READING PASSAGE:
New Devolution Framework; CCN Response

CCN Latest News, CCN News 2022 | 02 February 2022

Aerial shot county

The Government have published the Levelling Up White Paper, with further details of a new devolution framework, alongside the wider role of local government in the levelling up agenda.

The new approach to devolution confirms many of the principles set out in July in relation to County Deals, including the lead role of county and unitary authorities in leading new devolution deals and the geographical footprint as either a ‘whole county area’ or functional economic area.

The framework confirms that new devolution proposals will only be agreed with county or unitary authorities, or a combination of both, with county councils encouraged to work with district councils. The Government outlines that no single authority or tier will be able to veto a proposal, with the intention to change current legislation to create a new form of ‘upper-tier combined authority’.

Building on our response to the announcement of nine County Deals his morning (see here), below we set out our response to the details of devolution framework, proposed oversight body and funding announcements;

Cllr Tim Oliver, Chairman of the County Councils Network, said:

“Today’s announcements on county deals and a new devolution framework contained in the Levelling-Up White Paper represents a significant step forward in spreading the benefits of devolution to our great counties. We strongly welcome the confirmation that county geographies will be the building blocks of non-metropolitan devolution and on ensuring that county and unitary authorities are lead authorities for deals, working closely with local partners. CCN also welcome the proposal to make to it easier to form combined authorities, for those who wish to do so. 

“The devolution framework enables our member councils to directly access a wide range of powers, but this should be the starting point, not the end of the process. It is important that through bespoke negotiations and other reforms, such as the health integration white paper and planning reforms, the scope of potential powers is increased to enable county authorities to support the delivery of the Government’s 12 levelling up missions.

“CCN now want to engage all our member councils and Government on the details of the framework. It is crucial that county devolution deals have as much parity with city regions as possible. However, many of our member councils are yet to be convinced that adopting a directly elected mayoral model, whether at a county, unitary or combined authority level, provides any greater degree of accountability or stability compared to the existing leader and cabinet model.

RECORD EXTRACTS:
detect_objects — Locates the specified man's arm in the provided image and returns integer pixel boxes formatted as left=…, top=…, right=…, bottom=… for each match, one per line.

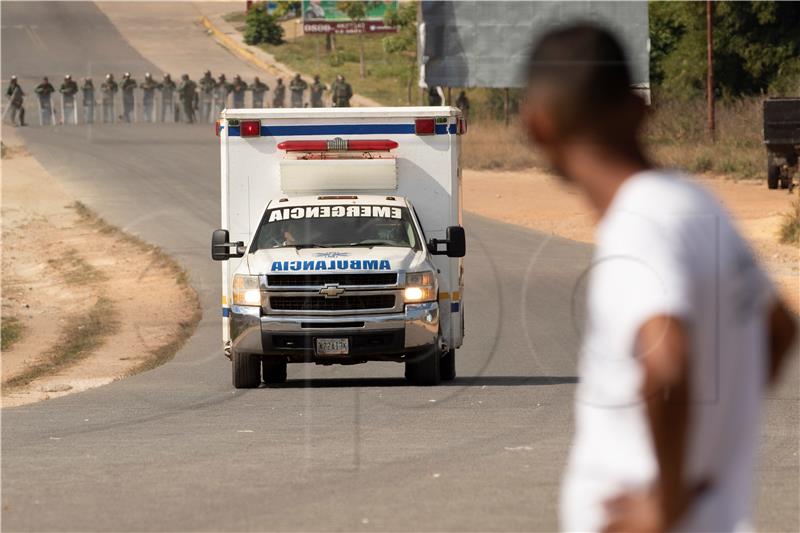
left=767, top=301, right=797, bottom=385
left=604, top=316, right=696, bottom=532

--

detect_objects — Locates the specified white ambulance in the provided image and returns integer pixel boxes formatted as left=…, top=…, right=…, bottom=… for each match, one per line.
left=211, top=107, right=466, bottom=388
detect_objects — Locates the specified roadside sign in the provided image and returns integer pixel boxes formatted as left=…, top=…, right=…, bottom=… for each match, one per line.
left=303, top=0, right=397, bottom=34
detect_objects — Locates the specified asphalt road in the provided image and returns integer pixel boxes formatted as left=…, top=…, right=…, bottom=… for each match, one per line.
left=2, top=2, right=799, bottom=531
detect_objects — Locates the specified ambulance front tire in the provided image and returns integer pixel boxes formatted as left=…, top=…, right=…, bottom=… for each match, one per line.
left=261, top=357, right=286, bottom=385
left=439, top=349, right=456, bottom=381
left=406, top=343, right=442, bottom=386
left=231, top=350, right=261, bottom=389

EXERCISE 1: Decide whether each statement agrees with the CCN news item on the new devolution framework, answering yes or no and quoting the words that settle it: (a) New devolution proposals will be agreed only with county or unitary authorities, or a combination of both. (b) A single authority or tier will be able to veto a proposal. (c) The announcement that morning covered twelve County Deals.
EXERCISE 2: Go on with the CCN news item on the new devolution framework, picking up after its final sentence.
The listing has no connection to the CCN news item on the new devolution framework.

EXERCISE ANSWER 1:
(a) Yes: "new devolution proposals will only be agreed with county or unitary authorities, or a combination of both"
(b) No: "no single authority or tier will be able to veto a proposal"
(c) No: "the announcement of nine County Deals"

EXERCISE ANSWER 2:
“Improving central and local relations has been a key feature of the response to the pandemic, and our member councils will look forward to working closely with the new Regional Levelling Up Directors, who we expect to support local ambitions and unlocking silos in Whitehall. Alongside this, we recognise that the government will want to see extra accountability invested alongside new devolution of powers. The effectiveness of the proposed oversight body will be in large part determined on whether their remit is co-designed by local authorities and performance takes account of the wider system in which councils operate. This must also be judged in the context of the financial climate councils continue to operate in, with a substantial funding reductions and rising demand over the course of the last decade.”

“The network welcomes the commitment to review and consolidate the multiple different funding streams to support economic growth and regeneration, alongside reducing competitive bidding processes. However, it is disappointing that the UK Shared Prosperity Fund (UKSPF) is set to be worth significantly less than the European Union Structural Funds that it replaces. We understand the tight fiscal situation facing the government, but this funding has been used effectively by county councils and unitary authorities for infrastructure, housing, skills, and growth projects – areas which will be key to the levelling-up agenda.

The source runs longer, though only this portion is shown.